═════ SUPPLIED ENTRIES

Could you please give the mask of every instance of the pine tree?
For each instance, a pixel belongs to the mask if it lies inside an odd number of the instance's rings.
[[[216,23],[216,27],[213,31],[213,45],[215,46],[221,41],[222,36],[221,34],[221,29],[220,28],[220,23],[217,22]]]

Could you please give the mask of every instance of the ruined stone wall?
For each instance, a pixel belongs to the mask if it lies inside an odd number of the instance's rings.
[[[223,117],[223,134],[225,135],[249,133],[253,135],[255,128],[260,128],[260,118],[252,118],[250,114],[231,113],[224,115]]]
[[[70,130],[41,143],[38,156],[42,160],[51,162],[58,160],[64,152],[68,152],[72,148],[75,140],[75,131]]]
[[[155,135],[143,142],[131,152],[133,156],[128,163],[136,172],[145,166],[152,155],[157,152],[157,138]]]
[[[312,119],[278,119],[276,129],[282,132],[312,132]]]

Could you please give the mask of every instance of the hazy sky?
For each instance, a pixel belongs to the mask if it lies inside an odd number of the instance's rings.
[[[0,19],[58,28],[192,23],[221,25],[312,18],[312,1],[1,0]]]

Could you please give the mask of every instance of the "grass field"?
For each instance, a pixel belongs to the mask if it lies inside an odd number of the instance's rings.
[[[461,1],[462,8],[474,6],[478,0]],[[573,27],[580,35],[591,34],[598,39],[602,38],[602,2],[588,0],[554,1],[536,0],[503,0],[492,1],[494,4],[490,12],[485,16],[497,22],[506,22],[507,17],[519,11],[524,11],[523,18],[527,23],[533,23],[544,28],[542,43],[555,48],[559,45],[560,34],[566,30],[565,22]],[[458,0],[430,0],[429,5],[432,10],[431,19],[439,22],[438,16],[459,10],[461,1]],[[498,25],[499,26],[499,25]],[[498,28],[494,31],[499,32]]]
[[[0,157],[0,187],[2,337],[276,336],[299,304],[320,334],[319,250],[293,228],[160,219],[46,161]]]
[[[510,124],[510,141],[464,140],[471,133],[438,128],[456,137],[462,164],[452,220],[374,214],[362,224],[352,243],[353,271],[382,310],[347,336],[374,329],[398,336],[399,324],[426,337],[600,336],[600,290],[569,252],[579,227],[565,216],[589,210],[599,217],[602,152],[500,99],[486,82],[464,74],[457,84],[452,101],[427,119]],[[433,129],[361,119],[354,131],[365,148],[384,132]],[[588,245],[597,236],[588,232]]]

══════════

- [WHAT THE TASK REQUIRES]:
Retype the material above, line by line, exactly.

- [FINAL ANSWER]:
Could you please give the mask of every instance of the pine tree?
For each instance, a pixel belongs to the mask if it lies inside an odd number of the instance's rings.
[[[216,23],[216,27],[213,31],[213,45],[215,46],[221,41],[222,36],[221,34],[221,29],[220,28],[220,23],[217,22]]]

Could you please give the mask of every instance of the ruined stone wall?
For each instance, a pixel belongs to the mask if it lies inside an odd number of the instance's rings.
[[[223,117],[223,134],[225,135],[249,133],[253,135],[255,128],[260,128],[260,118],[252,118],[250,114],[231,113],[224,115]]]
[[[70,130],[41,143],[38,156],[42,160],[51,162],[58,160],[64,152],[68,152],[72,148],[75,140],[75,131]]]
[[[155,135],[143,142],[131,152],[133,156],[128,163],[136,172],[145,166],[152,155],[157,152],[157,138]]]
[[[312,119],[278,119],[276,129],[282,132],[312,132]]]

Could you please give the mask of every instance of the hazy sky?
For each instance, a pixel belongs to the mask if it lies inside an odd number of the instance's rings.
[[[0,19],[58,28],[192,23],[221,25],[312,18],[312,1],[1,0]]]

Could you please give the mask of every instance of the "grass field"?
For each instance, a pixel belongs to the mask if it lies inside an odd number of the instance's rings.
[[[461,1],[462,8],[474,6],[478,0]],[[573,27],[580,35],[591,34],[598,39],[602,38],[602,2],[588,0],[554,1],[536,0],[503,0],[492,1],[494,4],[490,12],[485,16],[497,22],[506,22],[507,17],[519,11],[524,11],[523,18],[527,23],[533,23],[544,28],[542,43],[555,48],[559,45],[560,34],[566,30],[565,22]],[[458,0],[430,0],[429,5],[432,10],[431,19],[439,22],[438,16],[459,10],[461,1]],[[498,25],[499,26],[499,25]],[[498,28],[494,31],[499,32]]]
[[[0,157],[0,187],[2,337],[276,336],[299,304],[320,334],[319,250],[293,228],[160,219],[46,161]]]
[[[510,124],[510,141],[464,140],[471,133],[438,128],[456,137],[462,164],[452,220],[374,214],[362,224],[352,243],[353,271],[382,310],[347,336],[374,329],[398,336],[399,324],[426,337],[600,336],[600,290],[569,252],[579,227],[565,216],[589,210],[599,217],[602,152],[500,99],[486,82],[464,74],[457,84],[452,101],[427,119]],[[433,129],[361,119],[354,131],[365,148],[384,132]],[[588,245],[597,236],[588,232]]]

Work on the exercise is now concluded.